What is needed: Print every line of the listing below without changing a word.

[Records from a data source]

————

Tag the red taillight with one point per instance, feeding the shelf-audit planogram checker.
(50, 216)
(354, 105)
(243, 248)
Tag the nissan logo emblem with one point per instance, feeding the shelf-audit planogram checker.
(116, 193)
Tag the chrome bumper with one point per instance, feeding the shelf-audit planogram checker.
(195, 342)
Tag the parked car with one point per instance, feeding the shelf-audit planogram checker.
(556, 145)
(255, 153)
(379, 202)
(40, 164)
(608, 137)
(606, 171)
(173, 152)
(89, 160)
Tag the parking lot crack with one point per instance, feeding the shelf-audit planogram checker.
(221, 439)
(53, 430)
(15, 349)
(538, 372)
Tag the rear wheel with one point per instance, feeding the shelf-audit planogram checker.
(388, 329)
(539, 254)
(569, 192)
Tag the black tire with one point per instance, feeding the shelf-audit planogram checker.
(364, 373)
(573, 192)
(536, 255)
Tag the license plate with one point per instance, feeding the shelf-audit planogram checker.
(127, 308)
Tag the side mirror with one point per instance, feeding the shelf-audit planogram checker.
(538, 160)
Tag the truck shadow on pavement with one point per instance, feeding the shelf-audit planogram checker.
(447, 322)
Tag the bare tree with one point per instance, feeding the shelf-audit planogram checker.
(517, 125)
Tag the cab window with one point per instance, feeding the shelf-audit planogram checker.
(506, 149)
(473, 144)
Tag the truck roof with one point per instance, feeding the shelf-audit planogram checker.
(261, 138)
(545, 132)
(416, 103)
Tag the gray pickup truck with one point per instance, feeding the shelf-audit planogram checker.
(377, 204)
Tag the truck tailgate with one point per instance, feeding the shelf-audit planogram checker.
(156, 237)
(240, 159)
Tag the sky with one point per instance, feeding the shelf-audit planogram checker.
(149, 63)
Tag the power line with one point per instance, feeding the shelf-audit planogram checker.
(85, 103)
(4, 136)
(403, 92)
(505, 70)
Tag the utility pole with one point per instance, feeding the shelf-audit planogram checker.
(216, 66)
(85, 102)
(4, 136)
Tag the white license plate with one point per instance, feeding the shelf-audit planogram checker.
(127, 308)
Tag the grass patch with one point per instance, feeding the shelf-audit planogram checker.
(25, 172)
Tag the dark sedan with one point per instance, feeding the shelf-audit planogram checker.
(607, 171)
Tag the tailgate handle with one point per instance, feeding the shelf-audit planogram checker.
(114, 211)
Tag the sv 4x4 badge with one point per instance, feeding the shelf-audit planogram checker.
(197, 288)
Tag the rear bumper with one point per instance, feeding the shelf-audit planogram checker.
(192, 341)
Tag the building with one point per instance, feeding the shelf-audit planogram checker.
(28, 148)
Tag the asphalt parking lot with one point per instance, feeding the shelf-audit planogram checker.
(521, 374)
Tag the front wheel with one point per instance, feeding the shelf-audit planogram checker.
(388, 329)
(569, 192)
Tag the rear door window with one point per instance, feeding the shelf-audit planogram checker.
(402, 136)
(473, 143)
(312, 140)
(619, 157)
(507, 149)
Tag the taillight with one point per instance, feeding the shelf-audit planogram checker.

————

Complete output:
Tag the red taillight with one point per instance, feeding the shelf-audit planogram checker.
(50, 216)
(354, 105)
(243, 248)
Tag the nissan logo emblem with one point per instance, feeding the shelf-audit planogram checker.
(116, 193)
Tag the chrome bumper with one point per instance, feeding the shelf-audit planogram checker.
(195, 342)
Tag the parked car with one point per instance, feeding the shelf-audit planogram checker.
(556, 145)
(255, 153)
(379, 202)
(40, 164)
(608, 137)
(606, 171)
(173, 152)
(89, 160)
Tag the parking lot crack with one point per instance, feeding the shelf-audit planogram checker.
(221, 439)
(53, 430)
(15, 349)
(538, 372)
Tag the rear wheel with one point per instance, feeding the shelf-audit planogram checker.
(388, 329)
(539, 254)
(569, 192)
Tag the black tire with one point per instance, feeding the shelf-audit planogram checker.
(364, 373)
(573, 192)
(536, 255)
Tag the license plate with one point per instance, feeding the shelf-audit planogram checker.
(127, 308)
Tag the side mirror with one point per instance, feeding the shelf-audit planogram checker.
(538, 160)
Tag the truck shadow on pavement with one point per instance, feeding the shelf-audit planogram checker.
(447, 322)
Tag the bare tree with one point per instance, feeding the shelf-audit planogram checker.
(517, 125)
Tag the cab window with one point per instance, feeding the shelf-audit planogram checker.
(506, 149)
(473, 144)
Tag the truck roof with one point per instance, feeding the shelf-audit planogram checker.
(261, 138)
(545, 132)
(416, 103)
Tag the gray pickup truck with one point per instance, feeding the shelf-audit planogram checker.
(377, 204)
Tag the truck tailgate with one point per instance, feeding the shelf-audit planogram checker.
(156, 237)
(240, 159)
Tag the sky with one point per instance, feeding the shelf-audit planogram checker.
(149, 63)
Tag the power line with one point per instance, feeding the shelf-audit planogram checker.
(85, 103)
(4, 136)
(403, 92)
(505, 70)
Tag the utility pole with one point per instance, feeding the shelf-audit planogram checker.
(216, 66)
(85, 102)
(4, 136)
Tag the white license plate with one point per instance, feeding the shelf-audit planogram checker.
(127, 308)
Tag the grass patch with one point per instance, feeding the shelf-audit planogram checker.
(25, 172)
Tag the dark sedan with one point per instance, feeding the shelf-audit planogram checker.
(607, 171)
Tag the tailgate handle with one point per instance, feeding the shelf-audit planogram checker.
(114, 211)
Tag the sv 4x4 badge with one point per instance, feeding the shelf-audit planogram checker.
(197, 288)
Tag the rear bumper with one point per instance, feeding the shelf-audit planogram checker.
(192, 341)
Tag the building with one point per instance, feeding the shelf-audit planogram checker.
(28, 148)
Tag the asphalt parking lot with one point per instance, feeding the shelf-audit planogram checker.
(521, 374)
Tag the front wheel with one point per instance, feeding the shelf-audit planogram checker.
(388, 329)
(569, 192)
Tag the rear door window with one point per instance, feeding the shelf-audit planogram checker.
(402, 136)
(473, 143)
(312, 140)
(619, 157)
(507, 149)
Tag the taillight with one point per instance, feeding the shelf-audit planogram checker.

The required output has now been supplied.